* [What needs to be done]:
Copy out the open letter below on the UNSW trimester calendar in full, word for word and with nothing changed.

**** Extract to read ****

An Open Letter to Merlin Crossley and the UNSW Chancellery

A response to Mr Crossley’s email of Friday 10 March 2017:
UNSW3+: New Academic Calendar
Information for all students

 

Merlin Crossley
Deputy Vice-Chancellor Education
UNSW Sydney

 

Dear Mr Crossley,

 

On the morning of 10 March, students received an email from you about the UNSW3+ model (a trimester-based academic calendar).

 

This email came following Wednesday’s anti-trimester rally in opposition to these structural attacks on staff and students (in your email, such opposition is referred to as “misunderstandings”). Rightly, students and staff oppose the trimester system. In fact, students and staff are meeting this Thursday to plan next steps for the campaign, and we’ll be launching a speak out against trimesters on our Facebook page later this week to ensure our voices can’t be ignored.

 

This open letter addresses each “misunderstanding” you “correct” in your email.
 

Centrelink payments

 

Whilst it’s technically correct that a full-time study load will remain 6 courses across the year, you unfortunately neglected to mention the requirement that to be considered full-time and thus receive Centrelink payments for study, students will be required to attend all three trimesters, in addition to taking 6 courses throughout the year. Not only that, but students who receive the Start-up Scholarship (soon to be replaced with the Start-up Loan) will not receive the money they require to afford textbooks in the second trimester, which means plenty of students will be expected to study without textbooks for an entire trimester unless they can somehow front up the cash (exceedingly difficult for recipients of the Scholarship/Loan, who are by definition low-SES and financially, some of the most vulnerable students on campus).

**** Supplied material ****

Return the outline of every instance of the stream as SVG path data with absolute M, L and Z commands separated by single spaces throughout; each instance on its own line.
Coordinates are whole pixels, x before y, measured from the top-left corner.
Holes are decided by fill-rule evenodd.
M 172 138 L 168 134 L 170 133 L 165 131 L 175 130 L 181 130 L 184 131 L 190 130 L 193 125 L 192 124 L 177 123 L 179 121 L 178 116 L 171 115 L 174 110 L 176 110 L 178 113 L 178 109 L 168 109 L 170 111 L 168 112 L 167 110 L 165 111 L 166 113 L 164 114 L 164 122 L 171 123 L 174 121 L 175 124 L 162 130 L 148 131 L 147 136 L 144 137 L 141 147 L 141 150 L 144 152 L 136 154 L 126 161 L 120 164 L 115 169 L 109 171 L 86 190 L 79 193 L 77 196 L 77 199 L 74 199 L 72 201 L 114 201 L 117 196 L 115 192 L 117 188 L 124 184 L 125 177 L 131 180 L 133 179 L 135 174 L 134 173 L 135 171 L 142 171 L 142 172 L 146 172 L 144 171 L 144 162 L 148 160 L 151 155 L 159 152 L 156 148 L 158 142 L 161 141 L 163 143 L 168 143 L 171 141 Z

****

* [Expected answer]:
An Open Letter to Merlin Crossley and the UNSW Chancellery

A response to Mr Crossley’s email of Friday 10 March 2017:
UNSW3+: New Academic Calendar
Information for all students

 

Merlin Crossley
Deputy Vice-Chancellor Education
UNSW Sydney

 

Dear Mr Crossley,

 

On the morning of 10 March, students received an email from you about the UNSW3+ model (a trimester-based academic calendar).

 

This email came following Wednesday’s anti-trimester rally in opposition to these structural attacks on staff and students (in your email, such opposition is referred to as “misunderstandings”). Rightly, students and staff oppose the trimester system. In fact, students and staff are meeting this Thursday to plan next steps for the campaign, and we’ll be launching a speak out against trimesters on our Facebook page later this week to ensure our voices can’t be ignored.

 

This open letter addresses each “misunderstanding” you “correct” in your email.
 

Centrelink payments

 

Whilst it’s technically correct that a full-time study load will remain 6 courses across the year, you unfortunately neglected to mention the requirement that to be considered full-time and thus receive Centrelink payments for study, students will be required to attend all three trimesters, in addition to taking 6 courses throughout the year. Not only that, but students who receive the Start-up Scholarship (soon to be replaced with the Start-up Loan) will not receive the money they require to afford textbooks in the second trimester, which means plenty of students will be expected to study without textbooks for an entire trimester unless they can somehow front up the cash (exceedingly difficult for recipients of the Scholarship/Loan, who are by definition low-SES and financially, some of the most vulnerable students on campus).